EXTRACTED ENTRIES
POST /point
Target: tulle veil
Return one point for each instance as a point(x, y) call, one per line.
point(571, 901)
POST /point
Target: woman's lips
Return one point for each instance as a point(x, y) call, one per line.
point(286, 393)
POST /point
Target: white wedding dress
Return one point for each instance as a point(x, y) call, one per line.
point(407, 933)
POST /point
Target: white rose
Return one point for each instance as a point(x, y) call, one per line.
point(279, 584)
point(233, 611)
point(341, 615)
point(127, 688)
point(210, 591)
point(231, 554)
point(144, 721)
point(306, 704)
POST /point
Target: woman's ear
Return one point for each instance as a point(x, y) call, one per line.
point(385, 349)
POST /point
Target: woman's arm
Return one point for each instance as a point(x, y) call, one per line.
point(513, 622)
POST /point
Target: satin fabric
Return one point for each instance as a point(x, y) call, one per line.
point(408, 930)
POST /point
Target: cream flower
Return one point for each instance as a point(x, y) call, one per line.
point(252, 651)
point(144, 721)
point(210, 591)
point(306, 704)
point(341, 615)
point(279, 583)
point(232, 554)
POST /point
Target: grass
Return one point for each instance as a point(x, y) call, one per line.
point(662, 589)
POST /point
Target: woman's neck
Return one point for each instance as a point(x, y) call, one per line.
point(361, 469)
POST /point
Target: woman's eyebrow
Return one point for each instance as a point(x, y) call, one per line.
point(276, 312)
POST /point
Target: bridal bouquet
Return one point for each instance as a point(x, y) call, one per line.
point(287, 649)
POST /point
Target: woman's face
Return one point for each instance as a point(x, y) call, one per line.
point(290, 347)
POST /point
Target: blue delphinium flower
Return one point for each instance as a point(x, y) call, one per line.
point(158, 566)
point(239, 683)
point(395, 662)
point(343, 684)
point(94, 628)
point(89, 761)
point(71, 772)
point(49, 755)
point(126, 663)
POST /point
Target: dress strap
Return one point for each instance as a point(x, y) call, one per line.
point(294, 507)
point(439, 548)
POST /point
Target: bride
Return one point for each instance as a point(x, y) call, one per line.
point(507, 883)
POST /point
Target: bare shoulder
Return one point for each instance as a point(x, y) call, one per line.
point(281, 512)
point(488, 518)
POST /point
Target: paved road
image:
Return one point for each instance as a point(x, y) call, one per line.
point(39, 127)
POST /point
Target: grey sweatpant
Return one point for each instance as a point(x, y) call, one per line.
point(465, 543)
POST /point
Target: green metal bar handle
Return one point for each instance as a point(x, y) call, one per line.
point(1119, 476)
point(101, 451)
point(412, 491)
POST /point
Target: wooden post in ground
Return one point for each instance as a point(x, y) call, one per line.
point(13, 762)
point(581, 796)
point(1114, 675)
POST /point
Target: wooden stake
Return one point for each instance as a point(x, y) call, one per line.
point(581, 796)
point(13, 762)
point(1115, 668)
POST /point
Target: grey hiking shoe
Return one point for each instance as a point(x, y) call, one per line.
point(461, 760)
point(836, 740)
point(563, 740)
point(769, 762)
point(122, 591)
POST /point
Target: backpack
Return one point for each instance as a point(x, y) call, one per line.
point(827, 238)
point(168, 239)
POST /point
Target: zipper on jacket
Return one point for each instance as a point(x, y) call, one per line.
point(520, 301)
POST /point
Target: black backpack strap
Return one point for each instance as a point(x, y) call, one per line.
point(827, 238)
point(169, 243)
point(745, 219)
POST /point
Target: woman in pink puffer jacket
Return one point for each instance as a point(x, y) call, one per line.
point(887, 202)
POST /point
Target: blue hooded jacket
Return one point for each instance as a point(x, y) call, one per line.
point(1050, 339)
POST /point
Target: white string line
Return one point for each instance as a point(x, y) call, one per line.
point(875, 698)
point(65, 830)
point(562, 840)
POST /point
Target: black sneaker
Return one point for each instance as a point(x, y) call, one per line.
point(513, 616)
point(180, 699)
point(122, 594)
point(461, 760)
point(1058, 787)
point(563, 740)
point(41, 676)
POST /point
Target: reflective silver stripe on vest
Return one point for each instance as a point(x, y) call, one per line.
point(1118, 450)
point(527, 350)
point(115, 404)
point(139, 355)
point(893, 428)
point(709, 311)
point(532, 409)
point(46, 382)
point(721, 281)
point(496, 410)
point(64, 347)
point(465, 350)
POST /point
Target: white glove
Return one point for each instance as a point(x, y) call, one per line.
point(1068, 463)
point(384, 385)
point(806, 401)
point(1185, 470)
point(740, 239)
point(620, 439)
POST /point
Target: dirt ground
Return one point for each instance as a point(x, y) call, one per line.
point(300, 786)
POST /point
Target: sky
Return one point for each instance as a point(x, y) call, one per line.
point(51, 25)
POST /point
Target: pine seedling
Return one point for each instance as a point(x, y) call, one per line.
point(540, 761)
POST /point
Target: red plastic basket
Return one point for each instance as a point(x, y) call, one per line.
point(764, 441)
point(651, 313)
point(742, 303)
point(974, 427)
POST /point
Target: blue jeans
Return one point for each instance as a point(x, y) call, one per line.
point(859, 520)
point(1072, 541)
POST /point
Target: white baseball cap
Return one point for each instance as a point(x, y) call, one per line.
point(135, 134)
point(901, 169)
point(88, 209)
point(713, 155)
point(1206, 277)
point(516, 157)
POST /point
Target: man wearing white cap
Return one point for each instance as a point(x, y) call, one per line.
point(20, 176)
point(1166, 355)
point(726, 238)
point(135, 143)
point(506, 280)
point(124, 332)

STATED EXERCISE
Starting at the first of the items and stopping after the line that contains "point(286, 393)", update those lines by changing "tulle veil" to "lace veil", leaving everything else the same.

ANSWER BELOW
POST /point
Target: lace veil
Return one point for each instance as a point(x, y) call, one per line.
point(571, 901)
POST /point
Target: woman's lips
Return one point for each instance as a point(x, y) call, one per line.
point(286, 393)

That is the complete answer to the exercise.